___ Data for this exercise ___
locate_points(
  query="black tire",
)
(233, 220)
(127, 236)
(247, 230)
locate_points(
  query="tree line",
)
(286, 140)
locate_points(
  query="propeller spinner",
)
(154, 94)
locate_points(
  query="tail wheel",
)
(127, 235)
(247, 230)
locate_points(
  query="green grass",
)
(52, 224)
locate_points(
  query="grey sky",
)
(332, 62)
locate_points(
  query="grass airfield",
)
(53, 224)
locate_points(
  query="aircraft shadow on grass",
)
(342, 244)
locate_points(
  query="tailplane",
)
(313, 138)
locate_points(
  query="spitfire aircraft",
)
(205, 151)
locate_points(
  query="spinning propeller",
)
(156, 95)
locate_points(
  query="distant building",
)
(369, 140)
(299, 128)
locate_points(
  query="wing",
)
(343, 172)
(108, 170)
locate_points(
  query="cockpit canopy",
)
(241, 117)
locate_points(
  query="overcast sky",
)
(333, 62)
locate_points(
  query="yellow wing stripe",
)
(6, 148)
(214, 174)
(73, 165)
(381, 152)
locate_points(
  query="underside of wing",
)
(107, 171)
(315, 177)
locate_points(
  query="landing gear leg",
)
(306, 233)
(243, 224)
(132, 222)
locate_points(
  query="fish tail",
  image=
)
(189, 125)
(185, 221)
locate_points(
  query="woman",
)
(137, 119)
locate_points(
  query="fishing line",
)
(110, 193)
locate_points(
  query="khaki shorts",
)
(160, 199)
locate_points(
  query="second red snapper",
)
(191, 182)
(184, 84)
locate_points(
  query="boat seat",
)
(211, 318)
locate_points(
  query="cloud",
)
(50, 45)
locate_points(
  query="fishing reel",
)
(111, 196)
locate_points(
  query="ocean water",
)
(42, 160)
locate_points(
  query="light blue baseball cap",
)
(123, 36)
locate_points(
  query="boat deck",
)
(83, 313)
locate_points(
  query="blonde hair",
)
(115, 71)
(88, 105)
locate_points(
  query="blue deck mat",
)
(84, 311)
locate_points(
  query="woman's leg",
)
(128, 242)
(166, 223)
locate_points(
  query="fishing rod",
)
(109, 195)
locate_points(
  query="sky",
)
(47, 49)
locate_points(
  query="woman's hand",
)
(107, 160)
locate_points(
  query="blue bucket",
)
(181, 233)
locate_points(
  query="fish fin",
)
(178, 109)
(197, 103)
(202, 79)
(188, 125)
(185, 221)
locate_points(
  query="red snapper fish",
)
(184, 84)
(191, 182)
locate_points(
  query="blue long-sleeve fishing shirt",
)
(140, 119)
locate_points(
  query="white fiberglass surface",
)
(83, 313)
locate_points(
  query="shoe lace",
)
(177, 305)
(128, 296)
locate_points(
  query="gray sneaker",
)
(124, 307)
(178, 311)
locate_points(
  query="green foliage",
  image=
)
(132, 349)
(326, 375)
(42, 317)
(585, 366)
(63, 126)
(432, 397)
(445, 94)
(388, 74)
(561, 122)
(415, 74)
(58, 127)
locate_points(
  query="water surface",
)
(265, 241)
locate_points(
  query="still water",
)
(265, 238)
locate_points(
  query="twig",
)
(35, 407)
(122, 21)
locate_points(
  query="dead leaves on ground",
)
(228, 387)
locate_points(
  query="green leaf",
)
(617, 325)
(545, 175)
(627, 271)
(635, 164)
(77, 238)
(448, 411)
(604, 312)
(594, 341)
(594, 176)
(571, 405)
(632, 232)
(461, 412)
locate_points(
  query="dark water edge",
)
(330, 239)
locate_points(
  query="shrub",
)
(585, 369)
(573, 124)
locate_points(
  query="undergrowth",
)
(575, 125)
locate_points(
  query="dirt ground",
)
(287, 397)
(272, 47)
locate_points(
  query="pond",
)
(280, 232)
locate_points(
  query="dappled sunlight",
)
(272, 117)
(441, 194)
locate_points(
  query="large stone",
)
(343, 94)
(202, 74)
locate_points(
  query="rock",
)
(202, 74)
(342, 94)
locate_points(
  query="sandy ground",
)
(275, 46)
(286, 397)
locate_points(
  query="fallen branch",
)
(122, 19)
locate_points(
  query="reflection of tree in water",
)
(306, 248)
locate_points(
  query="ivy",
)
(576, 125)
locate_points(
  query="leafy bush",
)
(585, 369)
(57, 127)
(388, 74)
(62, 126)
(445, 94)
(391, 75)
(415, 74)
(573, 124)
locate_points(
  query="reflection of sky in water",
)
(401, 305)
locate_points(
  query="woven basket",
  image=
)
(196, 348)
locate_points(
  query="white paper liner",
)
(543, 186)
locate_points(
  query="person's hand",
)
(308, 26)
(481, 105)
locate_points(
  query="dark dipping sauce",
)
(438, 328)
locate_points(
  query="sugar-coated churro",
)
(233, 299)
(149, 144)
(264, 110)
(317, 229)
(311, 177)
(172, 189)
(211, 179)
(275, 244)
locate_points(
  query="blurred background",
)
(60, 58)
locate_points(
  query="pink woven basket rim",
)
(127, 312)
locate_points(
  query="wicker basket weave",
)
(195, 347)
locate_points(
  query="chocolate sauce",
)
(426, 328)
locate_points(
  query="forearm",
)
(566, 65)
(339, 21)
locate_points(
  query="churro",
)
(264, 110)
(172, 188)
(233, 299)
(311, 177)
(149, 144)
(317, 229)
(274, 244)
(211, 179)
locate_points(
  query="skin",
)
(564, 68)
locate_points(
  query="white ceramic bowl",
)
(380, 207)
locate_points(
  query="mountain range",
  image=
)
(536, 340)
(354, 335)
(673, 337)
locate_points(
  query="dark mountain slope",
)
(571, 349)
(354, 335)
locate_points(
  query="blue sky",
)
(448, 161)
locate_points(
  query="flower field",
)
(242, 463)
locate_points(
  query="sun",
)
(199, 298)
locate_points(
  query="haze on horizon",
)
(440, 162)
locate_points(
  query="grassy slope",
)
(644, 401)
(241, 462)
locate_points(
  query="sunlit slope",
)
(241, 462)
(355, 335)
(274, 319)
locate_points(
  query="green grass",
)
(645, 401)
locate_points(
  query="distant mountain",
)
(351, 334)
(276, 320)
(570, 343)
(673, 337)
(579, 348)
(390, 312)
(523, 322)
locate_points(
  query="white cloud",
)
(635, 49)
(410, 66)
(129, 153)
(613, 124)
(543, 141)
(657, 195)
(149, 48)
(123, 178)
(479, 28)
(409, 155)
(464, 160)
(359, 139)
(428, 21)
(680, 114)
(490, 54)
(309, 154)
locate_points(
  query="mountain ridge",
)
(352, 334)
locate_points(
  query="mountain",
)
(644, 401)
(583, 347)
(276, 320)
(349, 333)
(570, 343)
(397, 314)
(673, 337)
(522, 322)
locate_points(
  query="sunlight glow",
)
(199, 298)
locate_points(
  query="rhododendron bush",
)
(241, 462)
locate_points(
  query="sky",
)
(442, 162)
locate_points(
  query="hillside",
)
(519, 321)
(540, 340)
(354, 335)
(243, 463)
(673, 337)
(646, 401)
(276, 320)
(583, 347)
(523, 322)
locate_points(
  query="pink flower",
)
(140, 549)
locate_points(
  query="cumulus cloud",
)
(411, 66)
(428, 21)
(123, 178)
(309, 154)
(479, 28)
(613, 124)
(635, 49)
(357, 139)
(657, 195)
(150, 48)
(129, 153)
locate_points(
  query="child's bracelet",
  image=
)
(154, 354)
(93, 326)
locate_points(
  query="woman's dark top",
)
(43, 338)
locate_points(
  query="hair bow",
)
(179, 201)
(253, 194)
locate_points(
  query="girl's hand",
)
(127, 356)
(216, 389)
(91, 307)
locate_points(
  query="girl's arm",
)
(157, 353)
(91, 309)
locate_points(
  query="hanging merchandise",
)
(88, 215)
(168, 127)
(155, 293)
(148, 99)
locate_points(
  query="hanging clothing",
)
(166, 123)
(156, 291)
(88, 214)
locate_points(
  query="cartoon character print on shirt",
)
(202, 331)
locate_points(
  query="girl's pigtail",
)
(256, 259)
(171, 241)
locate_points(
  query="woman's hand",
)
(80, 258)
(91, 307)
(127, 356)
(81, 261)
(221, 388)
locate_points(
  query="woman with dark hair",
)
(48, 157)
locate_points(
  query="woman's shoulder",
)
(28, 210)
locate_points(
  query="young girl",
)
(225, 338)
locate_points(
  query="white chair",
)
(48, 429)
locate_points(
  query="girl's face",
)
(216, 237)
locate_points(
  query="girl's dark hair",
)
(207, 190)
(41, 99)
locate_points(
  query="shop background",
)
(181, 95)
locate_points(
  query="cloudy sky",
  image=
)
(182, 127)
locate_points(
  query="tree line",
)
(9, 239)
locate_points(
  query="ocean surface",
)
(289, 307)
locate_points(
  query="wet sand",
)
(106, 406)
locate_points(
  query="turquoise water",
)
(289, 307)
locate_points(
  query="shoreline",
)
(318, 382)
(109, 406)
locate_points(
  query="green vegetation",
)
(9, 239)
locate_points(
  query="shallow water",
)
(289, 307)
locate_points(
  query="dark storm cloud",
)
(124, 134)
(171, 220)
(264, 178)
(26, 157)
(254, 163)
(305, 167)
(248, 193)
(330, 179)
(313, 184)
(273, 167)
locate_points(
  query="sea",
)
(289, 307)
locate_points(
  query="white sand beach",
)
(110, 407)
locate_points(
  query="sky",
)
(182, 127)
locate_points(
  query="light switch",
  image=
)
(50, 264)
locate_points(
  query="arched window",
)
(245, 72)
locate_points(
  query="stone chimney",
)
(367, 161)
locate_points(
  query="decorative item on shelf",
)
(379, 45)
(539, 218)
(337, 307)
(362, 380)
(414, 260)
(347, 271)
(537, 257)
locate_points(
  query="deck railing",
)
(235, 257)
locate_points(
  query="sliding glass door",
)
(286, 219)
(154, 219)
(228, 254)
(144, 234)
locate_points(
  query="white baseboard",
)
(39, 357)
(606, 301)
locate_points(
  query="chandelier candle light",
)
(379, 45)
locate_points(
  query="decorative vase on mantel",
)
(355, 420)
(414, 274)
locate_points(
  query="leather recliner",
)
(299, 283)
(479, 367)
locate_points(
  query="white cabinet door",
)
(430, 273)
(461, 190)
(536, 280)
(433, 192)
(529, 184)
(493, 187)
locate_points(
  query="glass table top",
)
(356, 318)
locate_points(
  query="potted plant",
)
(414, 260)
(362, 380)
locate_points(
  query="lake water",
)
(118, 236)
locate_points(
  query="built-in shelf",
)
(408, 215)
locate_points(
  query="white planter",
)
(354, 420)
___
Written problem » Which lines in the entries above contain the word "basket"? Pick out each of them and copy it in full.

Solution »
  query="woven basket",
  query="pink woven basket rim",
  query="wicker basket weave",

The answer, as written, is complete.